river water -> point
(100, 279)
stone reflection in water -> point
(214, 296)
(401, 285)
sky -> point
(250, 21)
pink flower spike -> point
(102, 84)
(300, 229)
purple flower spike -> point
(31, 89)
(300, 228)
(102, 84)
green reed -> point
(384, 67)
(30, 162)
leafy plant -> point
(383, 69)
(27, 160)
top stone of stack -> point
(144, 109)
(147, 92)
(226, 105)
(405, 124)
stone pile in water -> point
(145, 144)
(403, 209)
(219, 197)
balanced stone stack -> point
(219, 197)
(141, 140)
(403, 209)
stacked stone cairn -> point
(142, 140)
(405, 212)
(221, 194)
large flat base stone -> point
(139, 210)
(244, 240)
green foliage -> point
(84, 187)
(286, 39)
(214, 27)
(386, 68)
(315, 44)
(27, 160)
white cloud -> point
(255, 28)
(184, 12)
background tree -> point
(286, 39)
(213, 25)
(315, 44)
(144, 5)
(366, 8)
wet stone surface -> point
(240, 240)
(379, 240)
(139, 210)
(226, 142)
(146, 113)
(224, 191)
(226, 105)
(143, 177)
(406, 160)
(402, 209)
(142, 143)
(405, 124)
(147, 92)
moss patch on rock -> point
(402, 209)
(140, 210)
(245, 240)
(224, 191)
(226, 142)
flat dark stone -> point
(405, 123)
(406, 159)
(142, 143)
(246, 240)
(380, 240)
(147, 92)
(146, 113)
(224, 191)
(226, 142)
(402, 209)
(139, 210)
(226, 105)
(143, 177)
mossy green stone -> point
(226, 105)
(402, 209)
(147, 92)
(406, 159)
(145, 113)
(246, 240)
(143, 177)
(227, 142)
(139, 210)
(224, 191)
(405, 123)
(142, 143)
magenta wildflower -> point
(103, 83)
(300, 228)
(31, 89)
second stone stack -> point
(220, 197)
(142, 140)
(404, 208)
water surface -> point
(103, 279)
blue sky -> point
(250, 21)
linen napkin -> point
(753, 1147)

## [The task]
Put every line of the data above into a Markdown table with two columns: Row for the row number and Line for the line's text. Skip blank lines.

## [Solution for this problem]
| Row | Line |
|---|---|
| 1 | river water -> point |
| 2 | (100, 279) |
| 3 | stone reflection in water -> point |
| 4 | (214, 296) |
| 5 | (401, 285) |
| 6 | sky -> point |
| 7 | (250, 21) |
| 8 | pink flower spike -> point |
| 9 | (102, 84) |
| 10 | (300, 229) |
| 11 | purple flower spike -> point |
| 12 | (31, 89) |
| 13 | (300, 228) |
| 14 | (102, 84) |
| 15 | green reed -> point |
| 16 | (384, 67) |
| 17 | (30, 162) |
| 18 | leafy plant -> point |
| 19 | (383, 69) |
| 20 | (27, 160) |
| 21 | top stone of stack -> point |
| 22 | (144, 109) |
| 23 | (147, 92) |
| 24 | (226, 105) |
| 25 | (405, 124) |
| 26 | stone pile in water -> point |
| 27 | (145, 144) |
| 28 | (403, 209) |
| 29 | (219, 197) |
| 30 | balanced stone stack -> point |
| 31 | (219, 197) |
| 32 | (141, 140) |
| 33 | (403, 209) |
| 34 | stacked stone cairn -> point |
| 35 | (142, 140) |
| 36 | (405, 212) |
| 37 | (221, 194) |
| 38 | large flat base stone -> point |
| 39 | (139, 210) |
| 40 | (244, 240) |
| 41 | green foliage -> point |
| 42 | (84, 187) |
| 43 | (286, 39) |
| 44 | (214, 27) |
| 45 | (386, 68) |
| 46 | (315, 44) |
| 47 | (27, 160) |
| 48 | white cloud -> point |
| 49 | (255, 28) |
| 50 | (184, 12) |
| 51 | background tree -> point |
| 52 | (286, 39) |
| 53 | (213, 25) |
| 54 | (315, 44) |
| 55 | (144, 5) |
| 56 | (366, 8) |
| 57 | wet stone surface -> point |
| 58 | (240, 240) |
| 59 | (379, 240) |
| 60 | (139, 210) |
| 61 | (226, 142) |
| 62 | (146, 113) |
| 63 | (224, 191) |
| 64 | (226, 105) |
| 65 | (143, 177) |
| 66 | (406, 160) |
| 67 | (402, 209) |
| 68 | (142, 143) |
| 69 | (405, 124) |
| 70 | (147, 92) |
| 71 | moss patch on rock -> point |
| 72 | (402, 209) |
| 73 | (140, 210) |
| 74 | (245, 240) |
| 75 | (224, 191) |
| 76 | (226, 142) |
| 77 | flat dark stone -> point |
| 78 | (405, 123) |
| 79 | (406, 159) |
| 80 | (142, 143) |
| 81 | (246, 240) |
| 82 | (380, 240) |
| 83 | (147, 92) |
| 84 | (146, 113) |
| 85 | (224, 191) |
| 86 | (226, 142) |
| 87 | (402, 209) |
| 88 | (139, 210) |
| 89 | (226, 105) |
| 90 | (143, 177) |
| 91 | mossy green stone -> point |
| 92 | (226, 105) |
| 93 | (402, 209) |
| 94 | (147, 92) |
| 95 | (406, 159) |
| 96 | (145, 113) |
| 97 | (246, 240) |
| 98 | (143, 177) |
| 99 | (227, 142) |
| 100 | (139, 210) |
| 101 | (224, 191) |
| 102 | (405, 123) |
| 103 | (142, 143) |
| 104 | magenta wildflower -> point |
| 105 | (103, 83) |
| 106 | (300, 228) |
| 107 | (31, 89) |
| 108 | second stone stack -> point |
| 109 | (220, 197) |
| 110 | (142, 140) |
| 111 | (404, 208) |
| 112 | water surface -> point |
| 113 | (103, 279) |
| 114 | blue sky -> point |
| 115 | (250, 21) |
| 116 | linen napkin -> point |
| 117 | (753, 1147) |